Short problem » Collect every line in the records below that contains the string "face", and copy each such line in full. Case counts when matching.

>> BEGIN Task inputs

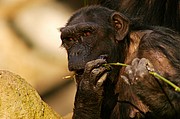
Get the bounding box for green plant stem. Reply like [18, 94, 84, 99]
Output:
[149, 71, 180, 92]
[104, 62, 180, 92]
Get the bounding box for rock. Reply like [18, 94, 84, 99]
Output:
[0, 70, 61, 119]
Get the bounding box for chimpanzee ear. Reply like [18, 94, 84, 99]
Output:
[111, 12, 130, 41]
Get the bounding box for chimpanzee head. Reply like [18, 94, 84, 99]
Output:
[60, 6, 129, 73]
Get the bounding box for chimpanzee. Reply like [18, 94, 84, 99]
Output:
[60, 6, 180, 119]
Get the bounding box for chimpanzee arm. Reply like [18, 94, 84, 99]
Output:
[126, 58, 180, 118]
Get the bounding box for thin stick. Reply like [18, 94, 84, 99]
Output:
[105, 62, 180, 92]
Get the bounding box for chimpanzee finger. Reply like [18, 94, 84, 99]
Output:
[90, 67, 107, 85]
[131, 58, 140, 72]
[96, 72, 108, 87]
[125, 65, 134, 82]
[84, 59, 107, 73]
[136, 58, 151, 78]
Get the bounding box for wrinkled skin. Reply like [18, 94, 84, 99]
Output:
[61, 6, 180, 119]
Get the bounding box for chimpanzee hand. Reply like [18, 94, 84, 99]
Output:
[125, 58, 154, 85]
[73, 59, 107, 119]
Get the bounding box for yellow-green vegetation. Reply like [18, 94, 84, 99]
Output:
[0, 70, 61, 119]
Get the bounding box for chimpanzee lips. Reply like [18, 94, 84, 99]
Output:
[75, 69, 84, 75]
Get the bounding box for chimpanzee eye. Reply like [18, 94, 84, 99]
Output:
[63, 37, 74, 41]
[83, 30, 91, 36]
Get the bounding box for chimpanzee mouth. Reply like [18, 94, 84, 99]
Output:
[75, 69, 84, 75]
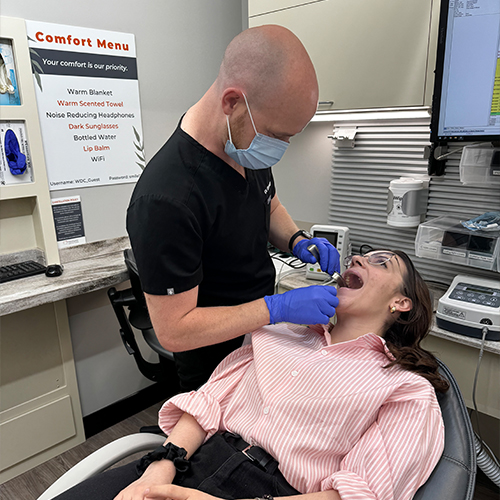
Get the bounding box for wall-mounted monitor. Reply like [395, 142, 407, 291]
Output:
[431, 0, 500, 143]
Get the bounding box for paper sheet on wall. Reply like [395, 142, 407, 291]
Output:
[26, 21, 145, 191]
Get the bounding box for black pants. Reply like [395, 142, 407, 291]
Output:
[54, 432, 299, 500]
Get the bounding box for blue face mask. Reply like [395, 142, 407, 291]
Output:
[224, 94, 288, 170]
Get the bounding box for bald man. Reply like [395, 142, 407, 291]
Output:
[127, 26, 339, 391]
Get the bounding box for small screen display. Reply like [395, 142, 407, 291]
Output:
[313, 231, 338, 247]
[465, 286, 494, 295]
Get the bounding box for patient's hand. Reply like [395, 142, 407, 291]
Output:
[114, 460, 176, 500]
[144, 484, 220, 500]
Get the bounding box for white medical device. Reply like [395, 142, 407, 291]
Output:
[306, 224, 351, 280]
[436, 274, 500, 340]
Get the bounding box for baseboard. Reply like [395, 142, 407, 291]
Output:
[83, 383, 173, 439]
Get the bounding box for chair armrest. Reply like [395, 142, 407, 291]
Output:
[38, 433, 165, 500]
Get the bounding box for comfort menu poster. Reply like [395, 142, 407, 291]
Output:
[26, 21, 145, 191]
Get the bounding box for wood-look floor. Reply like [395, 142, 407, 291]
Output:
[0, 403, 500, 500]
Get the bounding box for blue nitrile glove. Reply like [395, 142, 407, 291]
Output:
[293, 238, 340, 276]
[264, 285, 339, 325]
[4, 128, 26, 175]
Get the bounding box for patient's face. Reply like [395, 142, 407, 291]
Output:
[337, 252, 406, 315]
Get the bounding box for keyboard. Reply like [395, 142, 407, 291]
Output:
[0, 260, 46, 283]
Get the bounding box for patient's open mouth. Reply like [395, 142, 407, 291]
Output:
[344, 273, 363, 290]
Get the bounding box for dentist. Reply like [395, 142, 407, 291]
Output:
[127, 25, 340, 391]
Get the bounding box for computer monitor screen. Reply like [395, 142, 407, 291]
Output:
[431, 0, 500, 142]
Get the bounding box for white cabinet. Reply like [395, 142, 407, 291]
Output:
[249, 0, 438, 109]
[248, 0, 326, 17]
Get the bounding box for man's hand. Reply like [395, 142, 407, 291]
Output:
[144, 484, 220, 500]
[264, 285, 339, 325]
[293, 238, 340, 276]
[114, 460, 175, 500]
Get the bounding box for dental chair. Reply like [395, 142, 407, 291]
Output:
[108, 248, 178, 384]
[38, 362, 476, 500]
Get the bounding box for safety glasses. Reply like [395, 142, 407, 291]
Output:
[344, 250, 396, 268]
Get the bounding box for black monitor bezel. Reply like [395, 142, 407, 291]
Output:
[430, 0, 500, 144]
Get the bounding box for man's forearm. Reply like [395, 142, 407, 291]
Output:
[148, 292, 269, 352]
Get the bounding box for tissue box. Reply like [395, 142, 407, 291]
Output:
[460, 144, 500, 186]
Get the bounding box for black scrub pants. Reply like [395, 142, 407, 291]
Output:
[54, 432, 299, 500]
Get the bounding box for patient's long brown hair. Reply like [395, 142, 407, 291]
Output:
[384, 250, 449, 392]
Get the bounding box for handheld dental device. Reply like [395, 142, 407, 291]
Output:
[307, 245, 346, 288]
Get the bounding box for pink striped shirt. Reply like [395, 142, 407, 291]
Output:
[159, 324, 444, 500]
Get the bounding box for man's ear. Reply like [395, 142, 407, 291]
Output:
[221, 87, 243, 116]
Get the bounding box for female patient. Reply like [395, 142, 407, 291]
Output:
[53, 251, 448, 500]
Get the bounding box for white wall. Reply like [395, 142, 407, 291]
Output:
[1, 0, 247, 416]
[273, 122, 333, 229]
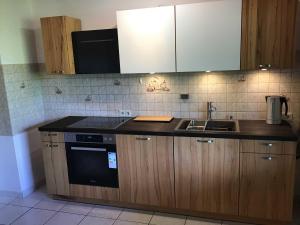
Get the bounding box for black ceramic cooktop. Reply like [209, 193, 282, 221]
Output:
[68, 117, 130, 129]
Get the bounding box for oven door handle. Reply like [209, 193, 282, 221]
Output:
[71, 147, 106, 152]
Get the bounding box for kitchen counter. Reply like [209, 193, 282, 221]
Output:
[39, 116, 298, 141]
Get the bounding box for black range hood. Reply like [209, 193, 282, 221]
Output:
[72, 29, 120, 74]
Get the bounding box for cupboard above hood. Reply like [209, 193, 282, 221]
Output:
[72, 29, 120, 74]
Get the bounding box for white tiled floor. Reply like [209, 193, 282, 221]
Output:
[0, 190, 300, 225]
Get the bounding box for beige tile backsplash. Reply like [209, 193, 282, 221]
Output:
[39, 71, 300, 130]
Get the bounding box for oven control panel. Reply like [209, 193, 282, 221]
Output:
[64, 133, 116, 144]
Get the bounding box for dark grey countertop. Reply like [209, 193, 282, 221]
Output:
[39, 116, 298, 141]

>> END Task inputs
>> BEGIN Task inputs

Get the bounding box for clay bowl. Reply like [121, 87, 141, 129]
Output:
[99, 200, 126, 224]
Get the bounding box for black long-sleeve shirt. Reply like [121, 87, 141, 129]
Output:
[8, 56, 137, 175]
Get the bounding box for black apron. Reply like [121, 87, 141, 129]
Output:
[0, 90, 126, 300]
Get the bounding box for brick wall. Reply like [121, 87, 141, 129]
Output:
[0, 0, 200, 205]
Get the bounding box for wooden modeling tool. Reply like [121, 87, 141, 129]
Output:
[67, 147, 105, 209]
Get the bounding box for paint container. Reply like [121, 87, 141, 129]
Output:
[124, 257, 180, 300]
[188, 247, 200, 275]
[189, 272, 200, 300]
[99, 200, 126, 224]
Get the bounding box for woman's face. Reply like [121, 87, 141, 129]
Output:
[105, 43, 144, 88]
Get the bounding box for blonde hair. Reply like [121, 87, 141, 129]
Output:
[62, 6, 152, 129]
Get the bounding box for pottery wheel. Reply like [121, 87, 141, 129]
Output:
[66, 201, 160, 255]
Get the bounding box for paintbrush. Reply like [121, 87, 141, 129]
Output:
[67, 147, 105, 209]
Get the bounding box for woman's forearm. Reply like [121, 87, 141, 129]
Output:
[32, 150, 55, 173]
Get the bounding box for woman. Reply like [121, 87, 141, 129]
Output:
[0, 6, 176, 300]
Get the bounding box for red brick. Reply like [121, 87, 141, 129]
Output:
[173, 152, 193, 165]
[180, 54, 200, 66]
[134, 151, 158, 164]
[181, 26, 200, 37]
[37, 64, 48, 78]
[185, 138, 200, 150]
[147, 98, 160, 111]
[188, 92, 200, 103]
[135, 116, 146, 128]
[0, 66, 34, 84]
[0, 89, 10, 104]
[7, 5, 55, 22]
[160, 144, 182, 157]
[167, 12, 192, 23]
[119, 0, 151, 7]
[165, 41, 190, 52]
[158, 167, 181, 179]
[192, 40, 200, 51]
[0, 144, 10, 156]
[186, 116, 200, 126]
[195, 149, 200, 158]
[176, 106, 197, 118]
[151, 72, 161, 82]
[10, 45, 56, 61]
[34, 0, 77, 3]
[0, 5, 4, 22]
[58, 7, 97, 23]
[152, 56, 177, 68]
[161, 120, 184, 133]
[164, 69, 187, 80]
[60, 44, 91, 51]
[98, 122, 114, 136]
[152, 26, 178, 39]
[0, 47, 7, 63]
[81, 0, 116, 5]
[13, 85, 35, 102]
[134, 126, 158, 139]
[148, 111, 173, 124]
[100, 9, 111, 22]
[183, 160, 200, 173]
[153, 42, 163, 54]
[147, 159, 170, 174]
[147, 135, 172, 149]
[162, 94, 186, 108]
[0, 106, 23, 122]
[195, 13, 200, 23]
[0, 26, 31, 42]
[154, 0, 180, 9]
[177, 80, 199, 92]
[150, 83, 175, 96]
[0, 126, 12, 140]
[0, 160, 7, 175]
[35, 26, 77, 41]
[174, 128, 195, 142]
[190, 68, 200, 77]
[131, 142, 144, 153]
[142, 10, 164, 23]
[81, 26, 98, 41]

>> END Task inputs

The result »
Get the bounding box for blue face mask. Reply like [395, 142, 407, 291]
Get the bounding box for patient's face. Reply like [395, 142, 407, 291]
Get the bounding box for woman's face. Reply like [121, 87, 141, 129]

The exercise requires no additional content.